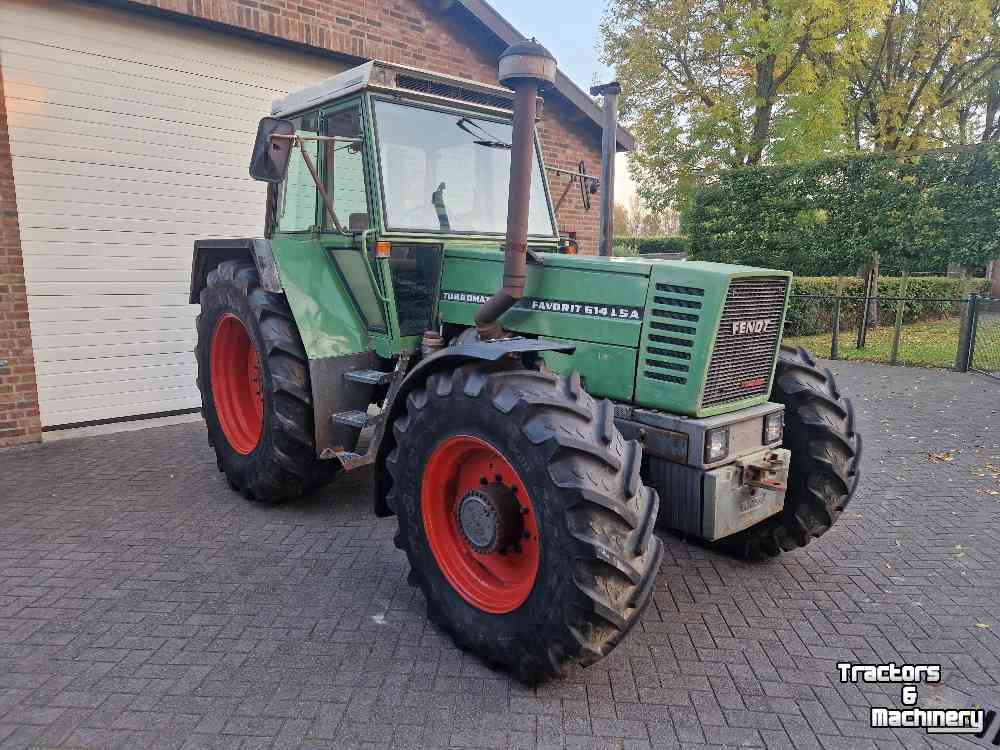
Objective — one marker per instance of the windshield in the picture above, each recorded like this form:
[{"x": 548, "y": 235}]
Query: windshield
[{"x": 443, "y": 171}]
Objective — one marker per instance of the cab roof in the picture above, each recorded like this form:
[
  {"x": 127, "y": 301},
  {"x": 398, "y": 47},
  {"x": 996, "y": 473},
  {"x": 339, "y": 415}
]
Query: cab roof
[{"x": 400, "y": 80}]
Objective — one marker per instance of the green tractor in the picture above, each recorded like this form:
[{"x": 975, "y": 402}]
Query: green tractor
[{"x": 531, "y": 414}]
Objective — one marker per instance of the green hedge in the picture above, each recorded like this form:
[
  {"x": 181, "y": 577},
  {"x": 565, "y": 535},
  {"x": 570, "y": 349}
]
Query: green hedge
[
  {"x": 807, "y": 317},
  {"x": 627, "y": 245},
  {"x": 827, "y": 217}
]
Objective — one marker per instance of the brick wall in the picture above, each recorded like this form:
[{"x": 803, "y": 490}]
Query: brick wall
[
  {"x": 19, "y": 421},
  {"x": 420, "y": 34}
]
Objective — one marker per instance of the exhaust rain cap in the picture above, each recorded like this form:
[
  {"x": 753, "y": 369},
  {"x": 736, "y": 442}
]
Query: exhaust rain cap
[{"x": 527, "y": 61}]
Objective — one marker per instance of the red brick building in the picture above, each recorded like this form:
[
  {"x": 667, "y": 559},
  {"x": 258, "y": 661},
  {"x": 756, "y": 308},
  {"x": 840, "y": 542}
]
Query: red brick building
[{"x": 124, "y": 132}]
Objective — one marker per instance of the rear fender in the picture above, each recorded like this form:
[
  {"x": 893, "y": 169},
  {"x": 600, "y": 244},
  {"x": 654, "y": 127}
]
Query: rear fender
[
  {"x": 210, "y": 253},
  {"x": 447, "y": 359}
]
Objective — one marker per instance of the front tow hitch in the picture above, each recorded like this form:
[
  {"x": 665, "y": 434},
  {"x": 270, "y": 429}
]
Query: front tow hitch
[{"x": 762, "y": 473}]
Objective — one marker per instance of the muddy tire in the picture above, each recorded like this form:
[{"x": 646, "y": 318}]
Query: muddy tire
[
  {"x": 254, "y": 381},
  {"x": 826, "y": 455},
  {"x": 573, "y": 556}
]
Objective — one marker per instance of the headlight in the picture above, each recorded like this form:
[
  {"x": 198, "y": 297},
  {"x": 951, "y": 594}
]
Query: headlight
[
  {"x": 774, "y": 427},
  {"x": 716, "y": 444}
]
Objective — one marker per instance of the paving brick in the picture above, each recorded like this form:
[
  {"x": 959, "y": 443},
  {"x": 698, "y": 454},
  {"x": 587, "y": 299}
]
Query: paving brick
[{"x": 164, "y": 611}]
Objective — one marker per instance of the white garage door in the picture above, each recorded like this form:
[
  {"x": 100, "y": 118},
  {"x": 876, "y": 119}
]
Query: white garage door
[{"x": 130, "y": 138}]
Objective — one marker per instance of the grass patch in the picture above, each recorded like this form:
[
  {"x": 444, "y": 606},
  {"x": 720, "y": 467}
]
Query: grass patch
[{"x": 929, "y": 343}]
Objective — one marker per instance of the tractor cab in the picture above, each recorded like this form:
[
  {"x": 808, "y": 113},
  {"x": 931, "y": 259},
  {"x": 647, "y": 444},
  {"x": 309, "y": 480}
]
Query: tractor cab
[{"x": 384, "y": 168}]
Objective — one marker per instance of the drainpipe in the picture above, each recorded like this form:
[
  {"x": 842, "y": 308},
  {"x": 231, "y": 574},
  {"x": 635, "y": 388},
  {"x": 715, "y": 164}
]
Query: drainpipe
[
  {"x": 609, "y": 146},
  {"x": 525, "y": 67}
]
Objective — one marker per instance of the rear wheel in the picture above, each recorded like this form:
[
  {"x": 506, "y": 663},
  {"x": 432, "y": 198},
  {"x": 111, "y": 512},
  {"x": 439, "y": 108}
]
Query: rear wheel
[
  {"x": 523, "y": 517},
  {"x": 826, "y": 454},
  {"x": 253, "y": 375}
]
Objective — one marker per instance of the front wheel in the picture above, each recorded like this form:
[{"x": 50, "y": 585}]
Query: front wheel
┄┄┄┄┄┄
▶ What this task involves: Transcribe every line in the entries above, taking out only the images.

▶ Solved problem:
Objective — one marker per instance of the windshield in the picture above, each recorded like this form:
[{"x": 548, "y": 235}]
Query: windshield
[{"x": 443, "y": 171}]
Objective — one marker per instance of the cab roof in the picture above, each recorded like this form:
[
  {"x": 127, "y": 301},
  {"x": 398, "y": 47},
  {"x": 996, "y": 473},
  {"x": 339, "y": 415}
]
Query: cab roof
[{"x": 400, "y": 80}]
Objective — one marker per instance of the green tractor in the picture above, each recorded like this form:
[{"x": 975, "y": 402}]
Query: green tractor
[{"x": 531, "y": 414}]
Objective — one marker per instance of the green hedge in the picture above, each recorded like this form:
[
  {"x": 181, "y": 577},
  {"x": 565, "y": 535},
  {"x": 570, "y": 349}
]
Query: green hedge
[
  {"x": 807, "y": 317},
  {"x": 627, "y": 245},
  {"x": 827, "y": 217}
]
Objective — one marker per instance of the brick wall in the picture above, each recorded like this form:
[{"x": 803, "y": 490}]
Query: brick wall
[
  {"x": 19, "y": 421},
  {"x": 420, "y": 34}
]
Objective — one marker per instance of the exhaust rain cap in the picture above, each recorded like this form:
[
  {"x": 753, "y": 369},
  {"x": 736, "y": 442}
]
Query: exhaust rain cap
[{"x": 527, "y": 61}]
Objective — one marker per instance of the red brick building in the picture above, each recorded like this form:
[
  {"x": 667, "y": 559},
  {"x": 258, "y": 661},
  {"x": 756, "y": 308},
  {"x": 840, "y": 542}
]
Query: red brick building
[{"x": 124, "y": 132}]
Objective — one marker per instance of the rear fender in the picture above, each recorded like this form:
[
  {"x": 893, "y": 169},
  {"x": 600, "y": 244},
  {"x": 654, "y": 127}
]
Query: rear fender
[
  {"x": 210, "y": 253},
  {"x": 447, "y": 359}
]
Objective — one marker per instance of the front tow hitch in the picture above, each recorded like this form:
[
  {"x": 665, "y": 434},
  {"x": 270, "y": 429}
]
Query: front tow hitch
[{"x": 762, "y": 473}]
Objective — one marker per instance of the muddy tire in the picture above, each recorded like this form:
[{"x": 646, "y": 318}]
Query: muddy tire
[
  {"x": 254, "y": 381},
  {"x": 826, "y": 455},
  {"x": 573, "y": 556}
]
Objective — one marker per instance of the headlight in the picture above, each recorded like this form:
[
  {"x": 198, "y": 297},
  {"x": 951, "y": 594}
]
Query: headlight
[
  {"x": 774, "y": 427},
  {"x": 716, "y": 444}
]
Objective — one marker per instance of the paving brick in the picture above, each recorded like this form:
[
  {"x": 959, "y": 443},
  {"x": 698, "y": 454},
  {"x": 587, "y": 299}
]
Query: paving brick
[{"x": 164, "y": 611}]
Objective — one marker per instance of the white garage door in the picture above, each recorded like this form:
[
  {"x": 100, "y": 118},
  {"x": 876, "y": 119}
]
Query: white garage door
[{"x": 130, "y": 138}]
Objective — one marker per instance of the grass patch in the picture above, each recorded like this form:
[
  {"x": 444, "y": 606},
  {"x": 720, "y": 467}
]
Query: grass patch
[{"x": 929, "y": 343}]
Objective — one marker per instance of the tractor cab in the picture above, each recorded like this form:
[
  {"x": 808, "y": 113},
  {"x": 931, "y": 259},
  {"x": 647, "y": 444},
  {"x": 309, "y": 480}
]
Query: tractor cab
[{"x": 384, "y": 168}]
Objective — one marker per instance of the drainpipe in the picture above, each recorded like this form:
[
  {"x": 842, "y": 308},
  {"x": 231, "y": 574},
  {"x": 635, "y": 388},
  {"x": 715, "y": 164}
]
Query: drainpipe
[
  {"x": 609, "y": 146},
  {"x": 525, "y": 67}
]
Objective — one marker per instance of the rear wheel in the picture above, each recorded like this form:
[
  {"x": 506, "y": 663},
  {"x": 432, "y": 198},
  {"x": 111, "y": 512},
  {"x": 439, "y": 108}
]
Query: rear wheel
[
  {"x": 523, "y": 517},
  {"x": 826, "y": 454},
  {"x": 253, "y": 375}
]
Objective — one marker per instance of the front wheel in the picture above, each recorded like this form:
[{"x": 50, "y": 585}]
Query: front wheel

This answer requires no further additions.